● Aim of the task: Please swap "gray hoodie" for "gray sweatshirt" in the records, starting with the line that contains "TARGET = beach debris" and going on through the end of the records, and change nothing else. Return only those lines, with the pictures left out.

● Data for processing:
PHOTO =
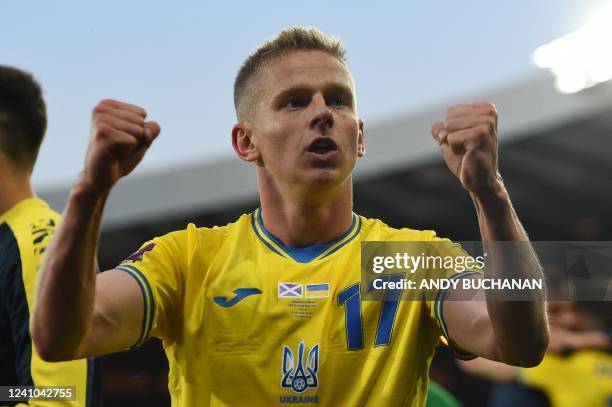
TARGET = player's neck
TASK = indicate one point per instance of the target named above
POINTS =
(14, 188)
(307, 219)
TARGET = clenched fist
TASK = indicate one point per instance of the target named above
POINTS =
(120, 136)
(468, 142)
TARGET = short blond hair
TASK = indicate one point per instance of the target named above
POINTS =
(290, 39)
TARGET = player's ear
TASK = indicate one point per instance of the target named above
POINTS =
(360, 141)
(242, 141)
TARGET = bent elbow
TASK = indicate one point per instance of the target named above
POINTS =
(531, 355)
(46, 347)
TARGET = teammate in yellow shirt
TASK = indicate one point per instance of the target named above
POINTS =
(26, 226)
(269, 310)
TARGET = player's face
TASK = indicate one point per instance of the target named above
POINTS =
(306, 127)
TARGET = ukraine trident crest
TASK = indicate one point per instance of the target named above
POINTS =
(297, 375)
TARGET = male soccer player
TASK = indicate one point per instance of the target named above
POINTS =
(26, 225)
(268, 310)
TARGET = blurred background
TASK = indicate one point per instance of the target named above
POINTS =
(543, 63)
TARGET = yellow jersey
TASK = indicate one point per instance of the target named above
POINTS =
(583, 378)
(247, 321)
(25, 231)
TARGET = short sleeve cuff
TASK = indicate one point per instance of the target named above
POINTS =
(148, 300)
(439, 313)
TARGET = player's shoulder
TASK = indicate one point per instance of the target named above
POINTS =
(376, 229)
(31, 222)
(207, 236)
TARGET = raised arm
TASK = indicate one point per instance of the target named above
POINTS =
(78, 314)
(514, 332)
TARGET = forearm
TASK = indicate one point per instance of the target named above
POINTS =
(520, 327)
(66, 288)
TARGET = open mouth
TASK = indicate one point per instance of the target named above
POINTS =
(322, 145)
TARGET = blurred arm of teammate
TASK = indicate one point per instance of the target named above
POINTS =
(78, 314)
(516, 332)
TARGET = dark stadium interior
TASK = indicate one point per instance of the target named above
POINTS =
(560, 182)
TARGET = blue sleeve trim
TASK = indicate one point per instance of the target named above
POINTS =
(149, 301)
(439, 313)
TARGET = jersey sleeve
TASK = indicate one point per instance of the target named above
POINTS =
(159, 267)
(435, 301)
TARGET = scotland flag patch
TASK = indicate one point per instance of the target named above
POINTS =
(290, 290)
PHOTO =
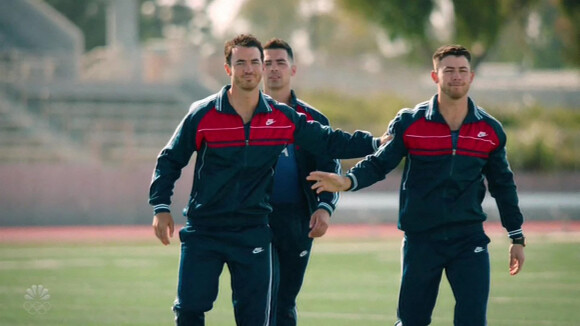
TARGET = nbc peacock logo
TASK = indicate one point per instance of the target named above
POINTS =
(37, 300)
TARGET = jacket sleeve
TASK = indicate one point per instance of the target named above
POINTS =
(327, 200)
(172, 159)
(502, 187)
(375, 167)
(323, 140)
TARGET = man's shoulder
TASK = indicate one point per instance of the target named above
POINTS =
(414, 113)
(204, 104)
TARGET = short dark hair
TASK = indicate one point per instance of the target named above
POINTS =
(245, 40)
(451, 49)
(277, 43)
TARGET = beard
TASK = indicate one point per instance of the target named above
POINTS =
(247, 84)
(455, 92)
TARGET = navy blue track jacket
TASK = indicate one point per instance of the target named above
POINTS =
(235, 162)
(443, 183)
(307, 162)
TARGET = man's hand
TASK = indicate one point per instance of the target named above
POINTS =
(331, 182)
(385, 138)
(162, 222)
(319, 223)
(516, 258)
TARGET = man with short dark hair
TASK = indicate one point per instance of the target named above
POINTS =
(238, 134)
(450, 146)
(299, 214)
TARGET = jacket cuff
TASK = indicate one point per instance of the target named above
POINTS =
(376, 143)
(516, 233)
(353, 182)
(327, 207)
(161, 208)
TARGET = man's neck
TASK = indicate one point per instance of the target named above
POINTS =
(453, 111)
(282, 95)
(244, 102)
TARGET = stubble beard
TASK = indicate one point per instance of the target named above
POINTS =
(247, 85)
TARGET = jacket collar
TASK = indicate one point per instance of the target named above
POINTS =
(433, 113)
(293, 100)
(223, 104)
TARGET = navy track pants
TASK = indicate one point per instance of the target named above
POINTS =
(464, 259)
(247, 251)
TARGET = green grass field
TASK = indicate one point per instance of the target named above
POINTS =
(349, 282)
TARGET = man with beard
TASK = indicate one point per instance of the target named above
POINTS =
(299, 213)
(450, 146)
(238, 134)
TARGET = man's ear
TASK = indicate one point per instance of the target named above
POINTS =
(434, 76)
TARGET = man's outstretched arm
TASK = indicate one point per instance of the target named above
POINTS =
(331, 182)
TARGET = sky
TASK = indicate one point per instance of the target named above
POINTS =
(221, 12)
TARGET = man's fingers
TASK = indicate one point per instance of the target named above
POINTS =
(171, 228)
(316, 175)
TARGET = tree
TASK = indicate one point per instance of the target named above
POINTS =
(476, 25)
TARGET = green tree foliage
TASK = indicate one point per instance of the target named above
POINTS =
(479, 25)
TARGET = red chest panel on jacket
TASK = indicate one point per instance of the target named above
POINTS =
(218, 129)
(430, 139)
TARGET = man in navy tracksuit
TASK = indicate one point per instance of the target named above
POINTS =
(450, 146)
(299, 213)
(238, 135)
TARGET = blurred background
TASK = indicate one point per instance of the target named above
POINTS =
(91, 90)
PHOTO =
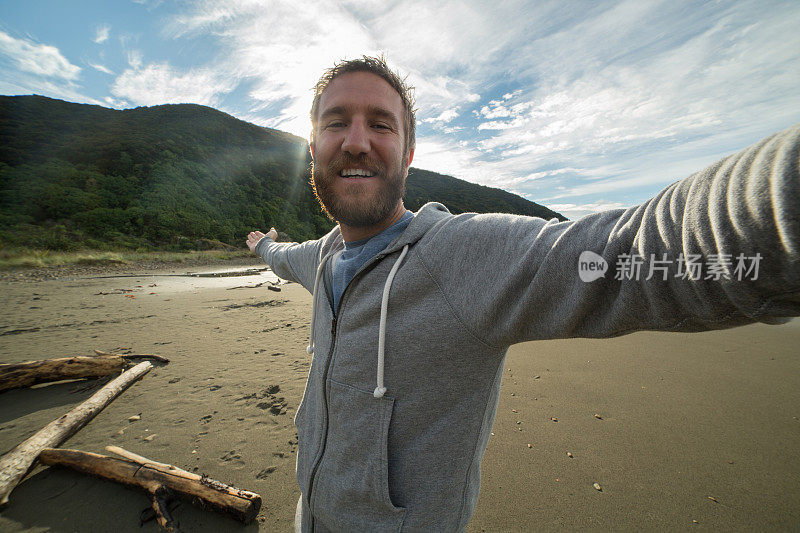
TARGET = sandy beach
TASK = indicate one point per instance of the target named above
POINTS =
(680, 431)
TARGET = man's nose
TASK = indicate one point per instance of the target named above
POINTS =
(356, 140)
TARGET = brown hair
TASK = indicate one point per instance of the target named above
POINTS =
(377, 66)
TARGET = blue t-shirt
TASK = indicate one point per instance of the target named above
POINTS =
(356, 253)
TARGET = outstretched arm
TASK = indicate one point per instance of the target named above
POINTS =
(738, 219)
(254, 236)
(289, 260)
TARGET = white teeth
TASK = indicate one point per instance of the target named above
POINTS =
(351, 172)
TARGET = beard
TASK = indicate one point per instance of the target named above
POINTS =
(359, 205)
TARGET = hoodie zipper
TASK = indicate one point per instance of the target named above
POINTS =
(379, 256)
(325, 404)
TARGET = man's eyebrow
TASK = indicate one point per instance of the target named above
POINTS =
(374, 111)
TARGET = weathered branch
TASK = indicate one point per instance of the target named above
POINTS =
(160, 481)
(16, 463)
(18, 375)
(148, 356)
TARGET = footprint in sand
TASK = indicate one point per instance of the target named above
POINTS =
(266, 472)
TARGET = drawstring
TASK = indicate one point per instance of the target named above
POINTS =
(320, 270)
(380, 389)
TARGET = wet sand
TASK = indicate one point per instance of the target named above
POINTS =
(683, 417)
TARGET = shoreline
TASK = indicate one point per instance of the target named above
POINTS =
(675, 409)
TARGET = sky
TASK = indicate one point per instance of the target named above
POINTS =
(579, 105)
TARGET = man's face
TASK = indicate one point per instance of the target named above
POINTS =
(359, 162)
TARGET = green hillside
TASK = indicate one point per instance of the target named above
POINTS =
(171, 177)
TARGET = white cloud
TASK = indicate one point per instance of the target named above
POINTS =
(445, 116)
(38, 59)
(160, 83)
(135, 59)
(101, 68)
(604, 98)
(101, 33)
(575, 211)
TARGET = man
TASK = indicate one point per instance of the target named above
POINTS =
(413, 313)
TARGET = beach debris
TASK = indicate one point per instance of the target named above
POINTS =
(16, 463)
(161, 481)
(146, 356)
(20, 375)
(257, 285)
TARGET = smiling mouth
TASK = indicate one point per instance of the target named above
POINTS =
(356, 173)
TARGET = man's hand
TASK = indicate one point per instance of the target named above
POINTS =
(254, 236)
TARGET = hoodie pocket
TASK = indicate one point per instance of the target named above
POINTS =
(351, 489)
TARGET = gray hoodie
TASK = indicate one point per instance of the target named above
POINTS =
(395, 420)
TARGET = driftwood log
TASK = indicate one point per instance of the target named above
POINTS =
(16, 463)
(146, 356)
(18, 375)
(161, 481)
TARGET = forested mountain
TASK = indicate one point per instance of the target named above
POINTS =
(172, 176)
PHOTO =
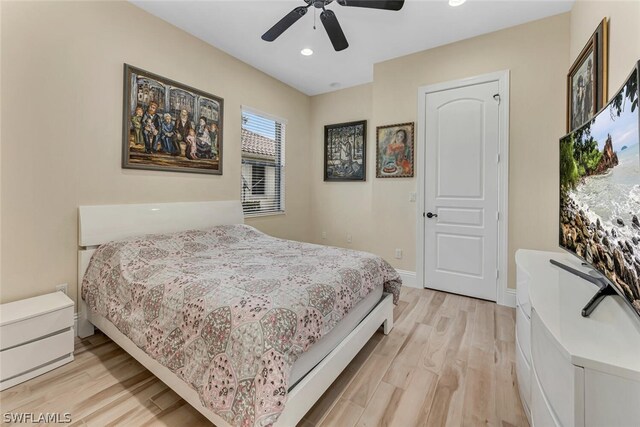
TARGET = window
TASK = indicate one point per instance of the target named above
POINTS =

● Full response:
TARGET = beach debris
TASK = indicate one point per instance of the target named above
POINTS =
(16, 463)
(161, 481)
(146, 356)
(20, 375)
(257, 285)
TARGET = smiling mouth
TASK = indicate one point per instance of the target named above
POINTS =
(356, 173)
TARGET = man's hand
TASK = indicate one point per instance of the target named above
POINTS =
(254, 236)
TARGET = hoodie pocket
TASK = indicate one point per instance of the target named above
POINTS =
(351, 489)
TARGET = gray sweatshirt
TASK = indicate one point per instance of the target named above
POINTS =
(395, 420)
TARGET = driftwood log
TASK = indicate one point per instance of the target named above
POINTS =
(16, 463)
(146, 356)
(18, 375)
(161, 481)
TARGET = forested mountain
TASK = indicate one point per instance of the target named above
POINTS =
(172, 176)
PHOTO =
TARGET = window
TASK = indicate one point per instance of the target named above
POINTS =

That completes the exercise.